PROBLEM DESCRIPTION:
Answer these from the passage on Chinese railroad workers:
1. How long was Summit Tunnel?
2. On what date did workers pose for the photograph in Promontory, Utah?
3. Who led the anti-Chinese campaign in Truckee?

━━ EXCERPTED PASSAGE ━━

Summit Tunnel, 1,600 feet long, would take over a year to complete. Walking into this tunnel, shredded, torn, scorched rock, is a walk into the hell of history, really. The heroic work the Chinese did, blasting their way through this mountain. It seems really inconceivable that this could have been done, even with the help of nitroglycerin, by human hands at all. The scale of it is, sort of, epic. It must be one of the great achievements of American history, and yet there's absolutely nothing to mark the tenacity and the suffering and the endurance. No plaque, no little museum. But hey, after all, they were Chinese. They weren't even thought of as Americans. On May the 10th, 1869, workers posed for the photograph in Promontory, Utah, to celebrate the completion of the first railway link right across the continent. Yet there are no Chinese faces. Only the Irish and European labourers were invited to take part. The Chinese may have helped unify the United States, but that wasn't enough to make them American. Once the railroad was completed, the Chinese looked for work in the Chinatowns of the western cities, but many whites viewed them with growing suspicion. When recession hit in the 1870s, they were accused of taking work from white Americans and things turned ugly. In San Francisco, an Irish-American labour organiser, Dennis Kearney, had vast crowds chanting, The Chinese must go. Lynchings and the burning of Chinatowns soon followed all across the western states. In Truckee, where many of those who had taken the railroad through the mountain had settled, the anti-Chinese campaign was led by Charles McGlashan, a former high school teacher and now the owner of the local newspaper.

━━━
━━ DATA SEGMENT ━━

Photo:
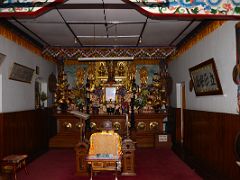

━━━

WORKED SOLUTION:
1. 1,600 feet long.
2. May 10, 1869.
3. Charles McGlashan, a former high school teacher who owned the local newspaper.